▶ **Coordinate annotation rows**:
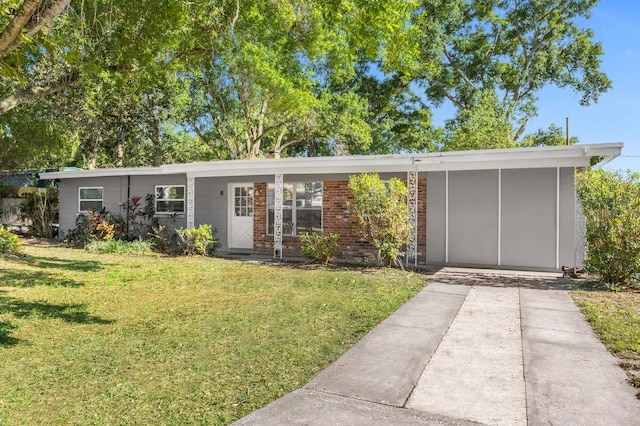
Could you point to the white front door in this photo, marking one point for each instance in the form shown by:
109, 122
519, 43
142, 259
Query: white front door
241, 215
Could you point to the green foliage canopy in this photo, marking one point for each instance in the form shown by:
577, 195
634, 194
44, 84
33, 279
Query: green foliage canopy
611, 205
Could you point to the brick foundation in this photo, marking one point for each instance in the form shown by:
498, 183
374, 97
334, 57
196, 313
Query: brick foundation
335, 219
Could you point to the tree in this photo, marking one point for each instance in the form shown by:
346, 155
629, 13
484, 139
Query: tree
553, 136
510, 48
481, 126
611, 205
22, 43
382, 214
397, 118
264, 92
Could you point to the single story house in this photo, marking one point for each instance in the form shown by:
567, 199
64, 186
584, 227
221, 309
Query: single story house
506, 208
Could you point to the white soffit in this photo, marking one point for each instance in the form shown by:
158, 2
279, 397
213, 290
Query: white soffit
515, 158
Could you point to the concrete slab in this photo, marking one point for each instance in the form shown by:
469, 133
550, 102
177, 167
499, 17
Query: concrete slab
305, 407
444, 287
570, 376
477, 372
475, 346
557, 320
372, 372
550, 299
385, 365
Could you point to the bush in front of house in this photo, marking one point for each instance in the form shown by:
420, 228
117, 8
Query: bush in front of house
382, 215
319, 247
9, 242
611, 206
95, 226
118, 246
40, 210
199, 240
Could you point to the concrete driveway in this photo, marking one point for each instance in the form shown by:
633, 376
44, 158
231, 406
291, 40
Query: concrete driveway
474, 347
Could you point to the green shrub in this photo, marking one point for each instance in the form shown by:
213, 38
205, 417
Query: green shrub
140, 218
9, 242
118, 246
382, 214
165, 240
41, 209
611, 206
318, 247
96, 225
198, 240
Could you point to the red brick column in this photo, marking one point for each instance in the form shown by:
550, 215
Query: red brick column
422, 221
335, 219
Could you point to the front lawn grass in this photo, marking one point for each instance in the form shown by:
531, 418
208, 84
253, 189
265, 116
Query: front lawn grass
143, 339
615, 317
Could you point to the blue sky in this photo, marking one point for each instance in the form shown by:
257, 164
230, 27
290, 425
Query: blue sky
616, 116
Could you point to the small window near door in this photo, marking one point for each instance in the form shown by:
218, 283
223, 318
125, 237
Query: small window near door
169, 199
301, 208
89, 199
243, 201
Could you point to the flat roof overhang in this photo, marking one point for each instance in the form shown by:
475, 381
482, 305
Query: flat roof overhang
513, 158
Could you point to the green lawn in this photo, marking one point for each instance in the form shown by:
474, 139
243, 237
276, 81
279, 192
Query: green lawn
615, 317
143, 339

* * *

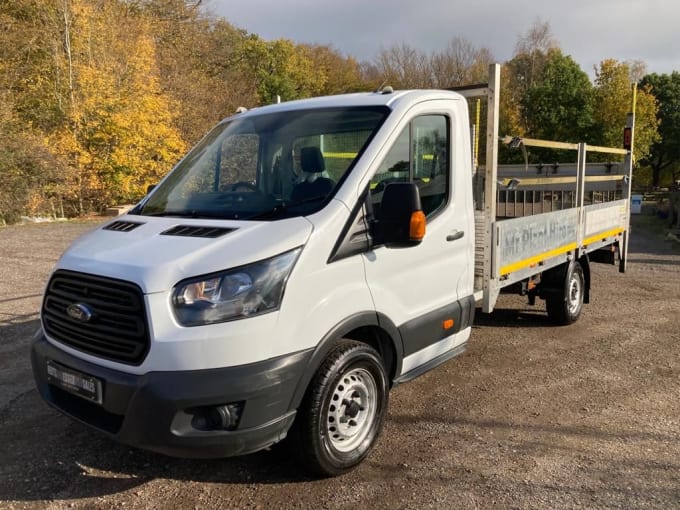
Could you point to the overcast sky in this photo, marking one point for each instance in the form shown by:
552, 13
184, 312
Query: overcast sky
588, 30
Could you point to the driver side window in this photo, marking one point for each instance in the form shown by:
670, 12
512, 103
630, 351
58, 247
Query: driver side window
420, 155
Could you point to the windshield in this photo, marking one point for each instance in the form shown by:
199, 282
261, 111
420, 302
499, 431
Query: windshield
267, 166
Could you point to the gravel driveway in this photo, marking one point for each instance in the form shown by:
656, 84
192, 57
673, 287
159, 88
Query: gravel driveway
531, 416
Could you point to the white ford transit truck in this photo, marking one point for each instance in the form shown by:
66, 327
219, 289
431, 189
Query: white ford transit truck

▶ **REQUIREMENTS**:
Pull out each line from the rows above that contains the word "windshield", and copy them all.

▶ **THE REPLY**:
Could you point to the windshield in this photo, marking one point for each instance in the form shown by:
Query: windshield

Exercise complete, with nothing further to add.